■ Problem requirements ■
Copy the data from the line containing "Would you point at the teal" through the line containing "point(300, 263)", inclusive, and replace "teal" with "green". Leave everything else unchanged.

----

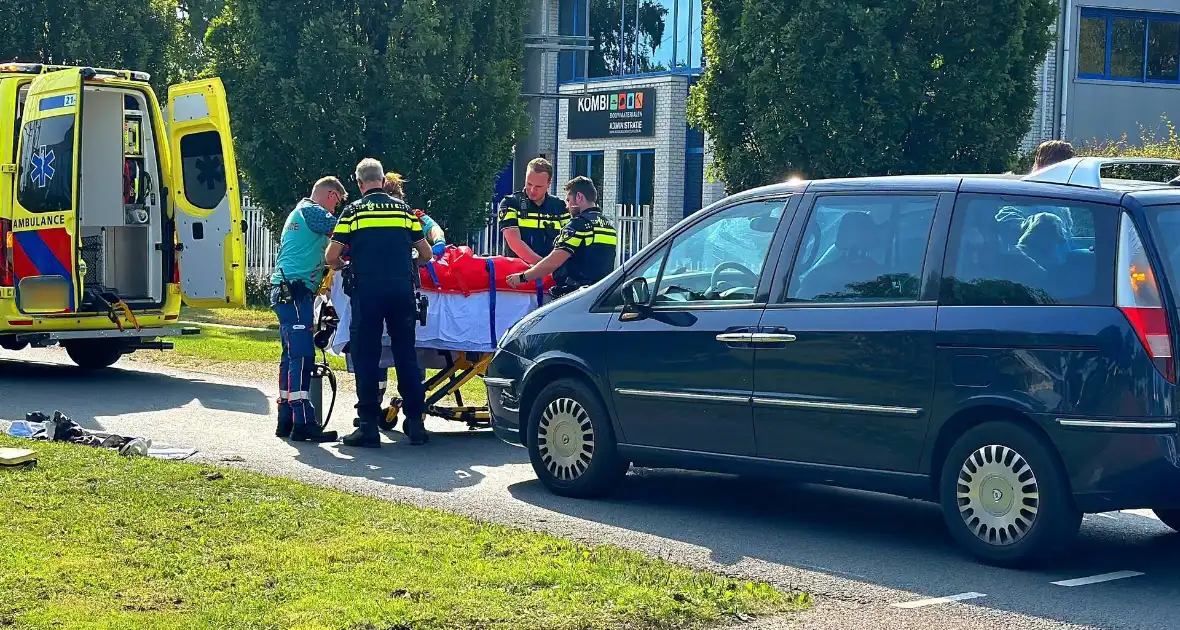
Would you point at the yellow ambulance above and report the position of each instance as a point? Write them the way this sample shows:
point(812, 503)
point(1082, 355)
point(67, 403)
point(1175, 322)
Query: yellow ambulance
point(112, 212)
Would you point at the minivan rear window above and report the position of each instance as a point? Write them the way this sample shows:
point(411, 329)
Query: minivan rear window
point(1010, 250)
point(1165, 224)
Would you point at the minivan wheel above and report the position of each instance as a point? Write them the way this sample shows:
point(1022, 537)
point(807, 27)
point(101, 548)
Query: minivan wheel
point(1005, 498)
point(1169, 517)
point(571, 441)
point(94, 354)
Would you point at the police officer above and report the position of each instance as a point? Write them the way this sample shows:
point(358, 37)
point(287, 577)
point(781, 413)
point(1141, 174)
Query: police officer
point(531, 218)
point(380, 284)
point(584, 250)
point(299, 270)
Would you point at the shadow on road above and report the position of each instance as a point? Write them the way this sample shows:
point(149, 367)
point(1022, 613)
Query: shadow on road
point(452, 460)
point(872, 538)
point(87, 396)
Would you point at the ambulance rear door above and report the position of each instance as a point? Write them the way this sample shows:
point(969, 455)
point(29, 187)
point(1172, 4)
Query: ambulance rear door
point(205, 196)
point(45, 203)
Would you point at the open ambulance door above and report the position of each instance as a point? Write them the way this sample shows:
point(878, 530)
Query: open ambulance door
point(44, 237)
point(205, 195)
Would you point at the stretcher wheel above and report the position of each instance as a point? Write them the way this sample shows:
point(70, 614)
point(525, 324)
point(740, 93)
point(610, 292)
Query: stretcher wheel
point(388, 420)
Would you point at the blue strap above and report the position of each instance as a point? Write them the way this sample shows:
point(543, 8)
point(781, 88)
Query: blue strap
point(491, 309)
point(434, 276)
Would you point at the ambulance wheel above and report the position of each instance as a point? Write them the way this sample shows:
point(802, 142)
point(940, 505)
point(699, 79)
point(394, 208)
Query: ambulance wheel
point(388, 420)
point(571, 441)
point(93, 354)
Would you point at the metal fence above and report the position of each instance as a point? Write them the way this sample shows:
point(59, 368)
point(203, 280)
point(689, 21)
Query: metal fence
point(261, 245)
point(631, 222)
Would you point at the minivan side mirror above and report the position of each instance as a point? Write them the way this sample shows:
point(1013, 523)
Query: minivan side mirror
point(636, 296)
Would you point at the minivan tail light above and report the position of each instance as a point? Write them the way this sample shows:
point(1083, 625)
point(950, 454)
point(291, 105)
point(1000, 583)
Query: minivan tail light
point(5, 253)
point(1139, 299)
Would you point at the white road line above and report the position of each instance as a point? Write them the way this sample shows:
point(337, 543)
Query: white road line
point(936, 601)
point(1095, 579)
point(1145, 513)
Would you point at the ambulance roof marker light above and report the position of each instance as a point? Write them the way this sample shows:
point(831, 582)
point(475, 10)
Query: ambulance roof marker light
point(24, 69)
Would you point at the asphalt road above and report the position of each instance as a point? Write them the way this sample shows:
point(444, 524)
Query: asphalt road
point(872, 562)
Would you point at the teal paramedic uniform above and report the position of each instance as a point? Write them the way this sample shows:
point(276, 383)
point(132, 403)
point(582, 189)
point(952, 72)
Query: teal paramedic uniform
point(300, 263)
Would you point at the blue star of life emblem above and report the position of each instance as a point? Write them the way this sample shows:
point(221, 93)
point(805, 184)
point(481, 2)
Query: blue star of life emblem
point(43, 166)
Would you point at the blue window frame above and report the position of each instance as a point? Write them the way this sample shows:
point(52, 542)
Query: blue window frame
point(1129, 46)
point(572, 21)
point(636, 177)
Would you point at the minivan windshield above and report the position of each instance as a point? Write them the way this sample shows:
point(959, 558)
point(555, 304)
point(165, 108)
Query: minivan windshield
point(1165, 223)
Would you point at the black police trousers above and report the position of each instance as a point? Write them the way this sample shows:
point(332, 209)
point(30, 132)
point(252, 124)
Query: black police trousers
point(374, 304)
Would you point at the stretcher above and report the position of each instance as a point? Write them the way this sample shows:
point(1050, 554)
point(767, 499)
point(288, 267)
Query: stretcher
point(470, 306)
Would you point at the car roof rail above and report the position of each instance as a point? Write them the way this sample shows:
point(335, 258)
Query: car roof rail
point(1087, 171)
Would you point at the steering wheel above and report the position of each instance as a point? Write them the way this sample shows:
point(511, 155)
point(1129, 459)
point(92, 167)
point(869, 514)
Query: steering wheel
point(715, 279)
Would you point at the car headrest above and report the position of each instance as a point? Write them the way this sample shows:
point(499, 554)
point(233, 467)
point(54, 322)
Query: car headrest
point(856, 231)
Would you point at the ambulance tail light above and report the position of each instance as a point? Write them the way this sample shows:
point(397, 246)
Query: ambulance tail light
point(1139, 299)
point(5, 253)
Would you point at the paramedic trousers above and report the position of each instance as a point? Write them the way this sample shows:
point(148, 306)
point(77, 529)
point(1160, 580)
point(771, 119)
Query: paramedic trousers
point(374, 304)
point(299, 354)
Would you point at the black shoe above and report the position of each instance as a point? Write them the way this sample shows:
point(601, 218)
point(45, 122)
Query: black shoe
point(366, 437)
point(415, 430)
point(312, 433)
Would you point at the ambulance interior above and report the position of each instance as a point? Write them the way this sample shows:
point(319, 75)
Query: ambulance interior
point(120, 202)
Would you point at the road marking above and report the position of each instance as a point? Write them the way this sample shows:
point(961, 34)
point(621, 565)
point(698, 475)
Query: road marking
point(1095, 579)
point(936, 601)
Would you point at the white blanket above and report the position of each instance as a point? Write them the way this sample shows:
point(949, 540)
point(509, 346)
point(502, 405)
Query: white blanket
point(453, 322)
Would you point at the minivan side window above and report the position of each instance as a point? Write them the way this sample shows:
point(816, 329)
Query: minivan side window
point(1165, 224)
point(1009, 250)
point(863, 248)
point(721, 257)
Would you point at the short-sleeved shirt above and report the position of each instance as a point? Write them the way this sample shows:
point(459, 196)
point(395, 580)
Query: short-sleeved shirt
point(301, 245)
point(375, 229)
point(538, 224)
point(590, 241)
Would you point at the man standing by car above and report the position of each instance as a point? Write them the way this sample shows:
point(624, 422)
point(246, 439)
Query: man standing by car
point(297, 273)
point(379, 231)
point(531, 218)
point(584, 250)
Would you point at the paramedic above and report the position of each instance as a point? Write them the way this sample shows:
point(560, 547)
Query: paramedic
point(394, 186)
point(584, 250)
point(297, 273)
point(379, 282)
point(531, 218)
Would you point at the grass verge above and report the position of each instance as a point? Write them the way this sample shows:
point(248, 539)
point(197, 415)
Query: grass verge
point(249, 317)
point(97, 540)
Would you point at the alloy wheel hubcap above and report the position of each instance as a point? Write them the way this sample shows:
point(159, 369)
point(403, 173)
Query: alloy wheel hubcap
point(998, 496)
point(565, 439)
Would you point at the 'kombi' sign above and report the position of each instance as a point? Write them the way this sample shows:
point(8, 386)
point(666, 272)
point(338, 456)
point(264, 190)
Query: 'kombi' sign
point(610, 115)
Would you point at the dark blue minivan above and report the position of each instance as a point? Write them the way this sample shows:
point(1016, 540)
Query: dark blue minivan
point(1000, 345)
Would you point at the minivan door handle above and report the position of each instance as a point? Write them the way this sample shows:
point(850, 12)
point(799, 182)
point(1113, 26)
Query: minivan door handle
point(734, 338)
point(771, 338)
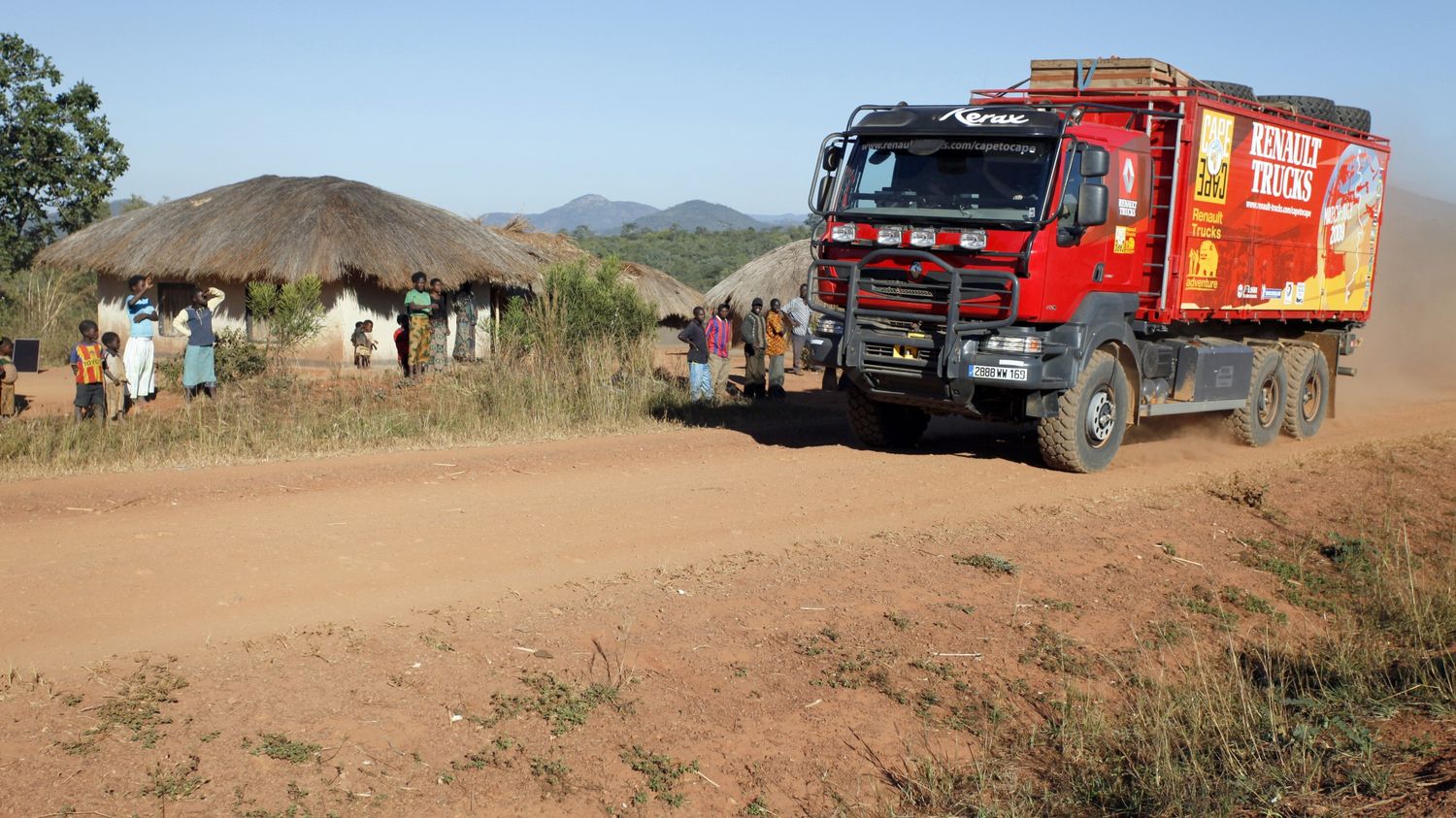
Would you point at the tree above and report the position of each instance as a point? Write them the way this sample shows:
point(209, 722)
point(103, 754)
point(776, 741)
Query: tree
point(57, 156)
point(291, 313)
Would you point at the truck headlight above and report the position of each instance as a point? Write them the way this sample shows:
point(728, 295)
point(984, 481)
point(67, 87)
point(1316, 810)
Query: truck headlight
point(973, 241)
point(1016, 344)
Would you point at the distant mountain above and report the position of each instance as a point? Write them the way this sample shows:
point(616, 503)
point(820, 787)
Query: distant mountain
point(597, 213)
point(696, 213)
point(786, 218)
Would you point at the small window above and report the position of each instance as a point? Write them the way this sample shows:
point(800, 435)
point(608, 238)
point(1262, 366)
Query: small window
point(174, 299)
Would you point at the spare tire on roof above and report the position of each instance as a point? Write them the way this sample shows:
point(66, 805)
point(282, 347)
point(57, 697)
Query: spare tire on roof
point(1316, 107)
point(1351, 116)
point(1232, 89)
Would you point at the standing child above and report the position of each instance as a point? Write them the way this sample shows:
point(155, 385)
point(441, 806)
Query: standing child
point(402, 344)
point(8, 377)
point(86, 364)
point(116, 370)
point(200, 361)
point(364, 345)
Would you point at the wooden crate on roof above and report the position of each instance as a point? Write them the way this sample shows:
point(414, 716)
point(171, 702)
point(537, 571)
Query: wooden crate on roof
point(1109, 73)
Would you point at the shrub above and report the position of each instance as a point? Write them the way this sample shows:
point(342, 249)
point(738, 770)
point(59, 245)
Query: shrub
point(579, 309)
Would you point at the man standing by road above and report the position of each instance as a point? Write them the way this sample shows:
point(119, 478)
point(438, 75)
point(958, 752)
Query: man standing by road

----

■ Solution to this exercise ■
Would you point at the green paramedic uniform above and report the position of each instance as a point? Write them the way this sample shows:
point(276, 383)
point(132, 403)
point(582, 189)
point(952, 72)
Query: green paramedic uniform
point(300, 263)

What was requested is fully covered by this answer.